PROVIDED DATA:
########################################

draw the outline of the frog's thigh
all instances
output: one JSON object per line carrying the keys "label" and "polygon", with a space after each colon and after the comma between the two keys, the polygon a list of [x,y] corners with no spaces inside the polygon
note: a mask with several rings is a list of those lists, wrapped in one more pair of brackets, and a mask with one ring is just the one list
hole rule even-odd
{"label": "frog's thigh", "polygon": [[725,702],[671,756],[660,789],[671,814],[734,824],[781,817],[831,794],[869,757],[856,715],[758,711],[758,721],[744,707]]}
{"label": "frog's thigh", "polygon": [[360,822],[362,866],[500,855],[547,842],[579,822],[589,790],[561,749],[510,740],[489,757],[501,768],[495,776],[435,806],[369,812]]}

########################################

STATED PROBLEM:
Give the records above as a two-column CSV with the columns text and answer, one row per record. Put each field in double quotes and replace every line break with a space.

FINAL RESULT:
text,answer
"draw the outline of the frog's thigh all instances output: one JSON object per line carrying the keys ""label"" and ""polygon"", with a space after each colon and after the comma between the two keys, the polygon a list of [x,y] corners with no spaces inside the polygon note: a mask with several rings is a list of those lists, wrapped in one more pair of brackets, and a mask with one ring is just the one list hole rule even-odd","{""label"": ""frog's thigh"", ""polygon"": [[725,702],[671,756],[660,789],[671,814],[734,824],[781,817],[831,794],[869,757],[856,715],[758,711],[758,721],[744,707]]} {""label"": ""frog's thigh"", ""polygon"": [[360,822],[362,866],[500,855],[547,842],[579,822],[589,790],[561,749],[510,740],[489,757],[501,768],[495,776],[435,806],[369,812]]}"